_Отрывок из интервью:_

============================================================

— Почему вас влечёт заниматься с российской молодежью?
— Здесь, на Высших режиссерских курсах, я встречаю много интересных людей с необычными биографиями, к которым отношусь с большой симпатией, и очень хочу для них что-то сделать. Будут они великими или нет — зависит не от меня и даже не от них, а от многих обстоятельств. Но я получаю удовольствие от общения с ними.
С молодёжью встречаюсь довольно часто и делаю это уже много лет — и со студентами МГИМО, и ВГИКа, где мне присвоили звание доктора honoris causa. Это трудно, утомительно, но и очень радостно. Ведь молодёжь — единственное, что останется после нас.
— В фильме «Жизнь как смертельная болезнь…» речь идёт о переживаниях человека, узнавшего, что у него неизлечимая болезнь. Есть там и размышления о смысле жизни. В чём он для вас?

============================================================

_Вопросы:_
A – Какое звание присвоили во ВГИКе, согласно интервью?
B – Перепишите фрагмент интервью от слов «С молодёжью встречаюсь» до слов «он для вас?» включительно, поменяв «утомительно» на «изнурительно».
Следующий перечень взят из другого источника.

============================================================

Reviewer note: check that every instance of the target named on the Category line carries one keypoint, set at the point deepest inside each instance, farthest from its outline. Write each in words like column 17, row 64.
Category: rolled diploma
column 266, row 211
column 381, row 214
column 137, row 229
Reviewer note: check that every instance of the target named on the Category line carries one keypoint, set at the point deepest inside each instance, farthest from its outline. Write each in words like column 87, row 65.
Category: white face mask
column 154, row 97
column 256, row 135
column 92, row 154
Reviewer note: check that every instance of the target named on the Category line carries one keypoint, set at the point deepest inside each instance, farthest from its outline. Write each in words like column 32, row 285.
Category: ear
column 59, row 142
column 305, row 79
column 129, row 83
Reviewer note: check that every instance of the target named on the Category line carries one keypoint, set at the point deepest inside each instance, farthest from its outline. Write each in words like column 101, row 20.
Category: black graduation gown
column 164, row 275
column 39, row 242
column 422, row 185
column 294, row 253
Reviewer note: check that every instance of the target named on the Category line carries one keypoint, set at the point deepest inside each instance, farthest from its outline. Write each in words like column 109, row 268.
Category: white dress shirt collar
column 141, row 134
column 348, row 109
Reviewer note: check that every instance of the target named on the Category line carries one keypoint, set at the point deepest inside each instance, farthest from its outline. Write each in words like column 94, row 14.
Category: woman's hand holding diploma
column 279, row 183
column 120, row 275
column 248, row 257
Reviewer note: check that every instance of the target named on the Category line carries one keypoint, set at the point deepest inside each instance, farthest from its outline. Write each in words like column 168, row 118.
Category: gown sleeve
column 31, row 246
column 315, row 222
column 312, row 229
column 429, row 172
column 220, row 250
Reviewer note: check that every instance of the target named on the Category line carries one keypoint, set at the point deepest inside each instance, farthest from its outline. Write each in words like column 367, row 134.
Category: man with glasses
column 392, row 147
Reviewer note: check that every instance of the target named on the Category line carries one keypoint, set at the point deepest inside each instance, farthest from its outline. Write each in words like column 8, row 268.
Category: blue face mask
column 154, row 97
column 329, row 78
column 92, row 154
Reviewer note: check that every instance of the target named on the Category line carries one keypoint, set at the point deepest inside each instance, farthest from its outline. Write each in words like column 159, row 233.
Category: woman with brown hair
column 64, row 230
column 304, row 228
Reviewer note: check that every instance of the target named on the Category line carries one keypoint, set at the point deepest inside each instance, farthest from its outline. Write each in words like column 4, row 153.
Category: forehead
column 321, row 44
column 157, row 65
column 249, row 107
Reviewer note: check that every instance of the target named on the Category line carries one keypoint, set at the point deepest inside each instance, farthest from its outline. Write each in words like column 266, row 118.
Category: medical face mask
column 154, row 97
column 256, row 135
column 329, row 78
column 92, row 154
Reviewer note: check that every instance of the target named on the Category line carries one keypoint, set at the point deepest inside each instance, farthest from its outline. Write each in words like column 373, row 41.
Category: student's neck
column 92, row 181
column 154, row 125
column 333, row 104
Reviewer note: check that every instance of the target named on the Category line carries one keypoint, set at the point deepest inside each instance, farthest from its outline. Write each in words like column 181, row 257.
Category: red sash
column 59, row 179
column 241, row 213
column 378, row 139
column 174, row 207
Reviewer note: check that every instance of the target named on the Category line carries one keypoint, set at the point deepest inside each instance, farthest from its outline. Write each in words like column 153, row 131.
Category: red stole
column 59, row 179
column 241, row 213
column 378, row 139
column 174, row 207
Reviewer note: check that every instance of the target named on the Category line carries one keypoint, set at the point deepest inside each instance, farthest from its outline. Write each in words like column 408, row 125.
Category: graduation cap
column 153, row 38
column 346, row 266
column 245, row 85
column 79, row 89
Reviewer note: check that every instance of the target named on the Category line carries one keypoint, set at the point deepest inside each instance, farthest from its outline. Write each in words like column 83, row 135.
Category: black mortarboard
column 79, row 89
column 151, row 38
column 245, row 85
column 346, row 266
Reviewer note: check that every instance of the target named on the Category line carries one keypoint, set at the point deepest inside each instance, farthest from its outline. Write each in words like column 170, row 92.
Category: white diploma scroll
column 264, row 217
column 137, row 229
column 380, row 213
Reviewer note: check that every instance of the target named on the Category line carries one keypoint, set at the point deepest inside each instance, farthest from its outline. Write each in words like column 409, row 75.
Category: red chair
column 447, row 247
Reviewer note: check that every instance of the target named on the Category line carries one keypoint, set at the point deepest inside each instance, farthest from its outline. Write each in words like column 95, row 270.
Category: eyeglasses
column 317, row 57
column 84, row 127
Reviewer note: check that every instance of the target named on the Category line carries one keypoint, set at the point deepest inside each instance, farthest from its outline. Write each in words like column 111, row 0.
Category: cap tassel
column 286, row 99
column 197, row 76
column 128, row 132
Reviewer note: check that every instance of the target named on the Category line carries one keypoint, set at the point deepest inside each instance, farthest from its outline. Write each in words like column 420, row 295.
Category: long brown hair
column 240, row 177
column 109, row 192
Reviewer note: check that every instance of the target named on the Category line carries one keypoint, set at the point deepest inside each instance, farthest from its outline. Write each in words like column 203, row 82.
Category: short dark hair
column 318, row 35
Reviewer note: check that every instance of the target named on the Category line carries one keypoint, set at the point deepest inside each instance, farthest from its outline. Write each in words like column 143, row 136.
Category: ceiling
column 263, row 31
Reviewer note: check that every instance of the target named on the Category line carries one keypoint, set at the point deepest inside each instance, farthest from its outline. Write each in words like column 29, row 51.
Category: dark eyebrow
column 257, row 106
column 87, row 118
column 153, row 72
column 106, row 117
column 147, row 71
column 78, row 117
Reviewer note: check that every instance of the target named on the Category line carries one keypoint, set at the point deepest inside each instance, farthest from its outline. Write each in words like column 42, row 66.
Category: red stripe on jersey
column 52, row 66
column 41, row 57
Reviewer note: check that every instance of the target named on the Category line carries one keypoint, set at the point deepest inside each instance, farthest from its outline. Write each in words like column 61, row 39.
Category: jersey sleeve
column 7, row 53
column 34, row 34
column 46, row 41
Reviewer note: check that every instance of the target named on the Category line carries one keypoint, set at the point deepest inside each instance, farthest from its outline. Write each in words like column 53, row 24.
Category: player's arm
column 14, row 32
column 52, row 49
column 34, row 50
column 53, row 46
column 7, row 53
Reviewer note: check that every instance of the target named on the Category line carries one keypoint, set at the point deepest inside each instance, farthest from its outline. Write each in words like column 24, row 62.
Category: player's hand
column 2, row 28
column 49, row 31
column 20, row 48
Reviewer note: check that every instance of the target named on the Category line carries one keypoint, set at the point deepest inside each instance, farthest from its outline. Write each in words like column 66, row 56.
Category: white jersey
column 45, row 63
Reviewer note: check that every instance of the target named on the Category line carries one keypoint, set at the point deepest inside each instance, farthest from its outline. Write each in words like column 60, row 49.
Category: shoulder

============================================================

_Решения заданий:_
A – Звание доктора honoris causa.

B –
С молодёжью встречаюсь довольно часто и делаю это уже много лет — и со студентами МГИМО, и ВГИКа, где мне присвоили звание доктора honoris causa. Это трудно, изнурительно, но и очень радостно. Ведь молодёжь — единственное, что останется после нас.
— В фильме «Жизнь как смертельная болезнь…» речь идёт о переживаниях человека, узнавшего, что у него неизлечимая болезнь. Есть там и размышления о смысле жизни. В чём он для вас?